▶ [Outline records]:
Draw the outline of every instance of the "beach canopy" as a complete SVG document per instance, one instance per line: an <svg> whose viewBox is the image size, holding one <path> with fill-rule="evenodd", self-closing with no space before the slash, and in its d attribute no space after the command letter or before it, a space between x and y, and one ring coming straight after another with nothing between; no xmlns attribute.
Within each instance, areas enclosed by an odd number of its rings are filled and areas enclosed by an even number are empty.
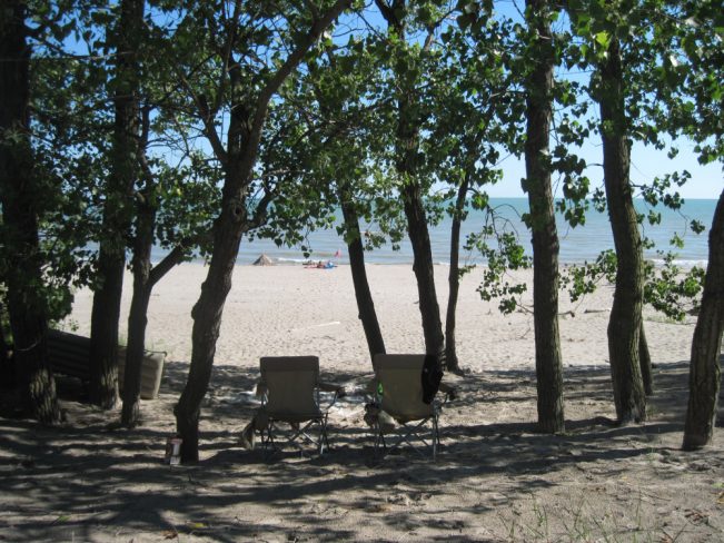
<svg viewBox="0 0 724 543"><path fill-rule="evenodd" d="M255 266L274 266L274 260L267 255L261 254L259 258L254 261Z"/></svg>

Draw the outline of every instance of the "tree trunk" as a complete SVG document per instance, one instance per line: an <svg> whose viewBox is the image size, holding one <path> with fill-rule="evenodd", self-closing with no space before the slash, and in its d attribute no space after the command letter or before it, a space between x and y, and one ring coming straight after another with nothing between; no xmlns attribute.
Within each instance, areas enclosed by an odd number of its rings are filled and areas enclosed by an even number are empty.
<svg viewBox="0 0 724 543"><path fill-rule="evenodd" d="M252 152L256 158L256 149L249 152ZM254 162L251 161L251 164ZM227 177L225 186L245 186L249 175L250 168L244 177L234 180L232 176L237 176L237 174L232 171ZM239 174L240 176L241 174ZM199 458L198 426L201 401L206 396L211 378L224 304L231 289L234 265L246 224L246 209L240 197L234 198L225 190L221 206L221 215L214 226L214 251L209 272L201 285L201 295L191 312L194 318L191 366L181 397L173 409L177 430L182 438L181 461L185 463L198 462Z"/></svg>
<svg viewBox="0 0 724 543"><path fill-rule="evenodd" d="M143 26L145 0L122 0L116 34L116 117L111 171L106 186L103 236L98 256L99 287L93 295L90 329L90 399L110 409L118 399L118 323L126 268L126 235L131 195L138 177L138 42Z"/></svg>
<svg viewBox="0 0 724 543"><path fill-rule="evenodd" d="M554 52L549 6L546 0L526 0L529 24L536 33L532 47L535 68L527 78L526 179L533 235L533 305L535 367L538 393L538 428L565 431L563 363L558 334L558 233L553 210L548 147L553 115Z"/></svg>
<svg viewBox="0 0 724 543"><path fill-rule="evenodd" d="M0 304L0 388L14 388L14 364L10 356L10 345L6 340L6 329L2 323L3 312L2 304Z"/></svg>
<svg viewBox="0 0 724 543"><path fill-rule="evenodd" d="M394 29L397 39L404 41L406 38L405 11L408 9L405 6L405 0L396 0L391 7L379 0L376 3L388 27ZM419 99L416 97L415 82L409 81L408 73L396 71L396 79L398 86L395 168L401 184L400 196L407 218L407 234L413 246L413 270L417 279L425 352L435 355L442 368L445 366L445 337L435 290L433 250L417 166L420 119L416 111L419 109L419 103L417 103Z"/></svg>
<svg viewBox="0 0 724 543"><path fill-rule="evenodd" d="M641 363L641 379L644 383L644 393L646 396L654 394L654 374L652 372L651 353L648 352L648 342L644 320L641 322L641 336L638 337L638 358Z"/></svg>
<svg viewBox="0 0 724 543"><path fill-rule="evenodd" d="M365 269L365 248L359 233L357 209L355 209L355 204L351 201L351 195L343 188L339 189L339 201L345 218L347 239L349 239L347 243L347 250L349 253L351 280L355 285L357 310L359 312L359 319L361 320L363 329L365 330L367 348L369 349L371 361L376 354L386 353L385 340L379 328L377 313L375 312L375 302L373 300L373 295L369 290L369 282L367 280L367 270Z"/></svg>
<svg viewBox="0 0 724 543"><path fill-rule="evenodd" d="M150 187L147 187L150 188ZM147 194L149 190L147 190ZM151 298L151 247L156 211L146 199L139 205L133 244L133 297L128 315L128 345L123 373L121 424L133 427L140 422L141 363L146 347L148 304Z"/></svg>
<svg viewBox="0 0 724 543"><path fill-rule="evenodd" d="M445 364L445 338L440 308L437 304L435 290L435 267L433 266L433 251L430 237L427 229L427 217L423 206L420 187L417 182L408 182L403 188L403 201L407 216L407 231L413 245L413 270L417 278L417 294L419 310L423 317L423 333L425 335L425 353L436 355L438 364Z"/></svg>
<svg viewBox="0 0 724 543"><path fill-rule="evenodd" d="M608 355L618 422L646 419L646 395L641 376L639 342L643 305L643 254L638 221L628 179L629 144L618 40L612 38L601 67L601 135L604 181L618 268L608 322Z"/></svg>
<svg viewBox="0 0 724 543"><path fill-rule="evenodd" d="M47 307L38 234L30 144L30 46L26 3L10 0L0 11L0 203L8 314L14 363L33 416L60 422L56 381L48 365Z"/></svg>
<svg viewBox="0 0 724 543"><path fill-rule="evenodd" d="M337 0L333 7L314 21L308 33L297 42L297 48L289 53L285 63L274 73L255 102L234 105L227 132L229 135L228 150L222 160L225 179L221 192L221 211L214 225L211 261L207 278L201 285L201 295L191 312L194 318L191 366L181 397L173 409L176 427L182 440L182 463L192 463L199 460L201 402L211 377L224 304L231 288L231 275L239 253L239 244L245 228L250 226L246 210L246 191L257 159L269 100L301 62L319 36L349 4L350 0ZM238 66L230 69L229 77L234 77L234 70L238 69ZM221 159L221 157L217 158Z"/></svg>
<svg viewBox="0 0 724 543"><path fill-rule="evenodd" d="M712 443L722 381L721 349L724 330L724 190L718 197L708 233L708 265L696 319L688 374L688 407L684 427L685 451Z"/></svg>
<svg viewBox="0 0 724 543"><path fill-rule="evenodd" d="M445 317L445 362L450 372L459 372L460 369L455 345L455 314L460 290L460 224L463 223L467 190L468 177L465 176L465 180L457 189L455 215L453 215L453 226L450 227L450 269L447 276L449 294Z"/></svg>

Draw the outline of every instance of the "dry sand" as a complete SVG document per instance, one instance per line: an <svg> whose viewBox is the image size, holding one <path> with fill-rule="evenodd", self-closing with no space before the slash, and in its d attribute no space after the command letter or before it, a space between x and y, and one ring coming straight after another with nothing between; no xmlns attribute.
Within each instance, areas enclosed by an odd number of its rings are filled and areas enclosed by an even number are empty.
<svg viewBox="0 0 724 543"><path fill-rule="evenodd" d="M444 309L447 268L436 273ZM368 275L387 351L421 352L410 267L369 266ZM646 313L656 366L649 422L616 427L611 286L575 305L562 296L566 434L534 432L532 314L502 316L479 299L473 272L458 305L465 375L450 377L459 397L444 411L437 462L409 451L375 462L359 396L333 407L331 452L269 462L238 440L257 405L260 356L318 355L324 376L350 387L371 368L348 267L239 266L202 409L201 462L163 465L205 276L186 264L155 290L148 347L168 358L159 398L142 403L141 427L113 430L118 413L78 402L77 383L63 378L62 427L0 418L0 540L724 541L723 431L704 452L678 448L694 322ZM525 299L530 306L529 293ZM88 334L90 302L79 292L66 326Z"/></svg>

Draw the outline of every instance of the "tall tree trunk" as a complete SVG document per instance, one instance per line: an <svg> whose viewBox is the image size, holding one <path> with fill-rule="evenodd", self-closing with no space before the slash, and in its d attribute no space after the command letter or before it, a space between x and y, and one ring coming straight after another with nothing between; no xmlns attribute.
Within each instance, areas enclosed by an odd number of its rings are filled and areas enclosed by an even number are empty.
<svg viewBox="0 0 724 543"><path fill-rule="evenodd" d="M150 187L147 187L150 189ZM147 195L150 190L146 191ZM133 244L133 297L128 315L128 345L126 347L126 367L123 372L123 407L121 424L136 426L140 422L141 362L146 345L146 325L148 323L148 304L151 298L151 247L153 246L153 226L156 210L143 198L138 206L136 218L136 239Z"/></svg>
<svg viewBox="0 0 724 543"><path fill-rule="evenodd" d="M533 234L533 304L535 367L540 432L565 431L563 364L558 334L558 233L553 210L548 147L553 115L555 65L547 0L526 0L535 32L535 68L526 82L526 142L524 189L530 206Z"/></svg>
<svg viewBox="0 0 724 543"><path fill-rule="evenodd" d="M654 374L652 372L651 353L648 352L648 342L644 319L641 320L641 336L638 337L638 359L641 363L641 379L644 383L644 393L646 396L654 394Z"/></svg>
<svg viewBox="0 0 724 543"><path fill-rule="evenodd" d="M407 231L413 245L413 270L417 278L417 295L419 310L423 317L423 333L425 336L425 352L436 355L438 364L445 366L445 338L440 308L435 290L435 267L433 266L433 251L430 237L427 229L427 217L423 206L420 186L411 181L403 188L403 201L407 216Z"/></svg>
<svg viewBox="0 0 724 543"><path fill-rule="evenodd" d="M639 342L643 306L643 253L628 179L624 81L618 40L612 38L601 66L601 135L604 181L618 268L608 322L608 356L618 422L646 419L646 395L641 376Z"/></svg>
<svg viewBox="0 0 724 543"><path fill-rule="evenodd" d="M126 235L132 216L132 190L138 177L139 66L138 43L145 0L122 0L116 29L116 116L111 171L106 186L103 237L98 255L99 286L93 295L90 328L90 399L110 409L118 399L118 324L126 268Z"/></svg>
<svg viewBox="0 0 724 543"><path fill-rule="evenodd" d="M395 0L391 6L380 0L376 0L376 3L397 39L404 41L407 31L405 12L408 9L405 0ZM437 363L443 367L445 366L445 336L435 289L433 250L417 165L420 119L416 111L419 109L419 99L414 88L415 82L408 80L406 72L396 71L396 79L398 86L395 167L401 182L400 196L407 218L407 234L413 246L413 270L417 279L425 352L435 355Z"/></svg>
<svg viewBox="0 0 724 543"><path fill-rule="evenodd" d="M347 250L349 253L349 269L351 270L351 280L355 285L355 297L357 299L357 310L361 320L367 348L369 349L370 361L376 354L385 354L385 340L379 328L379 320L375 312L375 302L369 290L367 280L367 270L365 268L365 247L359 231L359 217L348 190L339 189L339 203L341 213L345 218L345 230L347 238Z"/></svg>
<svg viewBox="0 0 724 543"><path fill-rule="evenodd" d="M460 290L460 224L465 213L465 201L468 190L468 176L457 189L455 199L455 214L453 215L453 226L450 228L450 269L447 276L449 294L447 297L447 314L445 316L445 362L447 368L452 372L458 372L460 365L457 359L457 349L455 345L455 314L457 310L457 298Z"/></svg>
<svg viewBox="0 0 724 543"><path fill-rule="evenodd" d="M350 0L337 0L314 21L307 34L297 42L297 48L272 75L255 102L234 105L228 128L228 150L221 160L225 165L225 179L221 211L214 225L211 261L207 278L201 285L201 295L191 312L194 318L191 366L181 397L173 409L176 427L182 440L182 463L199 460L201 402L211 378L224 304L231 288L231 275L239 253L239 244L245 229L251 226L247 217L246 192L251 181L269 100L321 33L350 3ZM238 77L236 71L239 69L238 66L230 68L229 77Z"/></svg>
<svg viewBox="0 0 724 543"><path fill-rule="evenodd" d="M10 356L10 345L6 339L3 320L3 307L0 304L0 388L14 388L16 372L12 357Z"/></svg>
<svg viewBox="0 0 724 543"><path fill-rule="evenodd" d="M9 0L0 11L0 203L14 362L33 416L60 421L56 381L48 365L38 211L42 195L30 144L30 46L26 2Z"/></svg>
<svg viewBox="0 0 724 543"><path fill-rule="evenodd" d="M718 197L708 233L708 265L696 319L688 374L688 408L684 427L685 451L712 443L722 381L720 363L724 330L724 190Z"/></svg>

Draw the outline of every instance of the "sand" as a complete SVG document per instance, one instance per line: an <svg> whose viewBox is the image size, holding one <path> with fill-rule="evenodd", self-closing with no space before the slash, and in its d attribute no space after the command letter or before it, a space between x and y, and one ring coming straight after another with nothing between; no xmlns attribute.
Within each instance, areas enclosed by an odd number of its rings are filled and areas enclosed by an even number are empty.
<svg viewBox="0 0 724 543"><path fill-rule="evenodd" d="M436 268L443 314L448 268ZM410 266L368 267L387 351L423 351ZM724 444L680 451L694 319L646 310L656 393L646 424L616 427L606 326L613 288L562 295L567 432L535 433L530 293L503 316L464 278L458 304L459 394L440 419L437 462L410 451L379 460L364 397L330 411L333 451L267 460L239 432L257 401L260 356L317 355L325 378L359 388L371 373L349 268L238 266L225 307L200 424L201 462L162 463L191 353L190 312L206 269L185 264L157 286L148 347L168 353L158 399L125 431L59 379L67 423L0 418L0 540L6 541L722 541ZM516 280L530 280L530 273ZM123 319L130 304L127 277ZM80 290L63 324L90 327ZM123 323L122 329L126 329ZM121 332L123 335L125 332ZM724 405L724 403L721 403ZM722 417L720 417L722 418Z"/></svg>

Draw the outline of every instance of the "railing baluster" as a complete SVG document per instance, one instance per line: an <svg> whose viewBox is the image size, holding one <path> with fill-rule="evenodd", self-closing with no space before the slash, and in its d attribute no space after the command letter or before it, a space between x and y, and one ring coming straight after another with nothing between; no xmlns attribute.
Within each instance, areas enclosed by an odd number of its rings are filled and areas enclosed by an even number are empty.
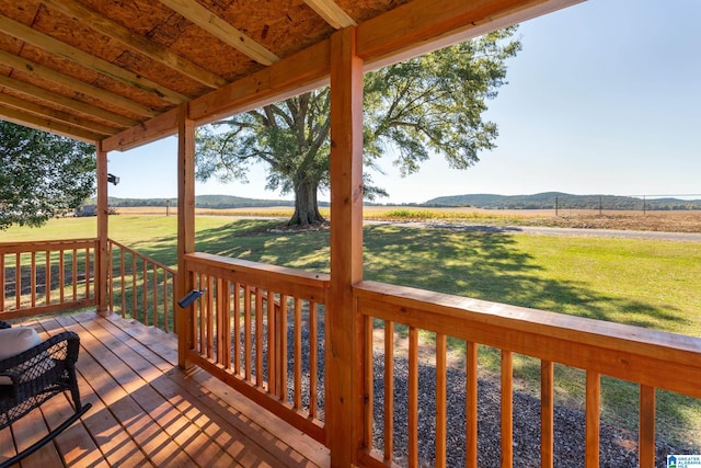
<svg viewBox="0 0 701 468"><path fill-rule="evenodd" d="M368 448L372 448L372 407L375 401L375 390L374 390L374 373L372 373L372 318L371 317L363 317L363 336L365 338L365 342L363 343L363 355L365 356L364 363L364 387L365 387L365 407L364 407L364 415L363 420L365 426L363 427L363 442L364 445ZM312 377L317 377L312 375Z"/></svg>
<svg viewBox="0 0 701 468"><path fill-rule="evenodd" d="M66 301L64 294L64 286L66 285L66 251L64 249L58 251L58 290L59 303Z"/></svg>
<svg viewBox="0 0 701 468"><path fill-rule="evenodd" d="M203 288L204 274L197 274L197 287ZM196 300L197 310L199 311L199 354L207 353L207 296L204 296L200 300Z"/></svg>
<svg viewBox="0 0 701 468"><path fill-rule="evenodd" d="M90 297L90 252L89 247L85 248L85 298Z"/></svg>
<svg viewBox="0 0 701 468"><path fill-rule="evenodd" d="M263 381L263 293L255 289L255 386L262 387Z"/></svg>
<svg viewBox="0 0 701 468"><path fill-rule="evenodd" d="M586 438L585 465L587 468L599 466L599 426L601 408L601 376L599 373L587 372L586 390Z"/></svg>
<svg viewBox="0 0 701 468"><path fill-rule="evenodd" d="M217 298L216 298L216 303L217 303L217 307L216 307L216 313L217 313L217 332L216 332L216 336L217 336L217 364L222 364L225 366L228 366L228 364L226 363L226 361L223 359L223 354L225 354L225 347L226 347L226 343L225 343L225 322L227 321L229 313L226 310L226 306L225 304L229 300L228 297L225 297L225 292L223 292L223 279L220 277L217 277Z"/></svg>
<svg viewBox="0 0 701 468"><path fill-rule="evenodd" d="M514 353L502 350L502 468L514 466Z"/></svg>
<svg viewBox="0 0 701 468"><path fill-rule="evenodd" d="M64 301L61 289L61 303ZM22 254L20 252L14 255L14 308L22 308Z"/></svg>
<svg viewBox="0 0 701 468"><path fill-rule="evenodd" d="M163 270L163 330L168 333L168 272Z"/></svg>
<svg viewBox="0 0 701 468"><path fill-rule="evenodd" d="M158 327L158 267L151 263L152 269L153 269L153 284L152 284L152 297L151 297L151 303L153 306L153 320L151 322L151 324L153 327Z"/></svg>
<svg viewBox="0 0 701 468"><path fill-rule="evenodd" d="M114 310L114 243L107 242L107 307ZM124 259L124 249L119 249L122 259ZM122 261L124 263L124 260ZM95 270L96 271L96 270ZM124 273L124 267L122 267ZM122 282L122 317L124 317L124 281Z"/></svg>
<svg viewBox="0 0 701 468"><path fill-rule="evenodd" d="M302 300L295 298L295 408L302 408Z"/></svg>
<svg viewBox="0 0 701 468"><path fill-rule="evenodd" d="M445 334L436 335L436 467L446 466L447 400L446 400L446 352Z"/></svg>
<svg viewBox="0 0 701 468"><path fill-rule="evenodd" d="M30 266L30 283L32 293L32 307L36 307L36 252L32 252L32 265Z"/></svg>
<svg viewBox="0 0 701 468"><path fill-rule="evenodd" d="M218 290L221 295L221 364L225 368L231 368L231 282L225 281L221 285L221 289Z"/></svg>
<svg viewBox="0 0 701 468"><path fill-rule="evenodd" d="M279 363L279 378L278 381L280 384L280 399L283 401L288 401L287 398L287 296L280 294L280 313L279 313L279 326L277 330L279 333L279 345L277 346L279 351L279 358L277 362Z"/></svg>
<svg viewBox="0 0 701 468"><path fill-rule="evenodd" d="M123 248L124 249L124 248ZM136 252L131 252L131 317L134 319L137 318L136 315L136 285L137 285L137 277L136 277ZM194 336L193 336L194 338Z"/></svg>
<svg viewBox="0 0 701 468"><path fill-rule="evenodd" d="M540 362L540 465L553 468L554 449L554 365Z"/></svg>
<svg viewBox="0 0 701 468"><path fill-rule="evenodd" d="M409 328L409 466L418 466L418 330Z"/></svg>
<svg viewBox="0 0 701 468"><path fill-rule="evenodd" d="M243 297L243 366L245 379L251 381L251 286L244 286Z"/></svg>
<svg viewBox="0 0 701 468"><path fill-rule="evenodd" d="M639 458L641 468L655 466L655 388L640 387Z"/></svg>
<svg viewBox="0 0 701 468"><path fill-rule="evenodd" d="M0 252L0 312L4 312L5 277L4 277L4 253ZM47 288L48 290L48 288Z"/></svg>
<svg viewBox="0 0 701 468"><path fill-rule="evenodd" d="M241 374L241 284L233 284L233 373Z"/></svg>
<svg viewBox="0 0 701 468"><path fill-rule="evenodd" d="M73 249L71 258L73 300L78 300L78 250Z"/></svg>
<svg viewBox="0 0 701 468"><path fill-rule="evenodd" d="M2 269L2 271L4 272L4 267ZM46 250L46 274L45 274L45 293L46 293L46 300L45 300L45 305L46 306L50 306L51 305L51 251L50 250ZM3 292L4 293L4 292ZM4 296L4 294L3 294Z"/></svg>
<svg viewBox="0 0 701 468"><path fill-rule="evenodd" d="M319 313L317 303L311 303L309 305L309 415L312 418L317 418L317 395L319 393L319 336L317 313ZM372 353L370 353L370 356L371 355ZM372 365L371 361L370 365Z"/></svg>
<svg viewBox="0 0 701 468"><path fill-rule="evenodd" d="M371 352L372 350L370 350ZM384 461L394 458L394 322L384 322ZM372 383L370 383L372 384Z"/></svg>
<svg viewBox="0 0 701 468"><path fill-rule="evenodd" d="M217 320L217 311L215 310L215 289L214 277L207 275L205 278L204 287L207 289L205 294L207 310L205 313L205 320L207 322L207 357L210 359L215 357L215 322Z"/></svg>
<svg viewBox="0 0 701 468"><path fill-rule="evenodd" d="M141 323L148 324L147 310L149 309L149 264L145 256L141 256Z"/></svg>
<svg viewBox="0 0 701 468"><path fill-rule="evenodd" d="M267 300L266 300L266 311L267 311L267 391L279 397L279 388L277 384L278 369L279 365L277 362L277 306L275 305L275 292L267 292Z"/></svg>
<svg viewBox="0 0 701 468"><path fill-rule="evenodd" d="M466 342L466 467L478 466L478 344Z"/></svg>

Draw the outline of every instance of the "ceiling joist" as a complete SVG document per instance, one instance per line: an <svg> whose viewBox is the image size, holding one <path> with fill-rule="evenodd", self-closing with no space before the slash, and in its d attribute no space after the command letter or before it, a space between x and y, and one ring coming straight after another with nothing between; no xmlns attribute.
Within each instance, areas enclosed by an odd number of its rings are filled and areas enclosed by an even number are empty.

▶ [DIRECTIVE]: Reproduce the rows word for word, starting at the first line and ending with the line that contains "266L274 266L274 260L267", including both. Omit the pictures from your copy.

▶ [REPLY TO THE EXERCISE]:
Draw the outline of every instance of the "beach canopy" as a complete SVG document per instance, one instance per line: an <svg> whose viewBox is the image size, holding one <path> with fill-rule="evenodd", self-closing with no space before the slash, and in its d attribute no space after the command letter or before it, a space between x and y, and one ring coming straight after another with nothing between; no xmlns attribute.
Within each instance, areas enclosed by an odd number of its rings are filled and areas enclosed by an even number are empty.
<svg viewBox="0 0 724 543"><path fill-rule="evenodd" d="M255 266L274 266L274 260L267 255L261 254L259 258L254 261Z"/></svg>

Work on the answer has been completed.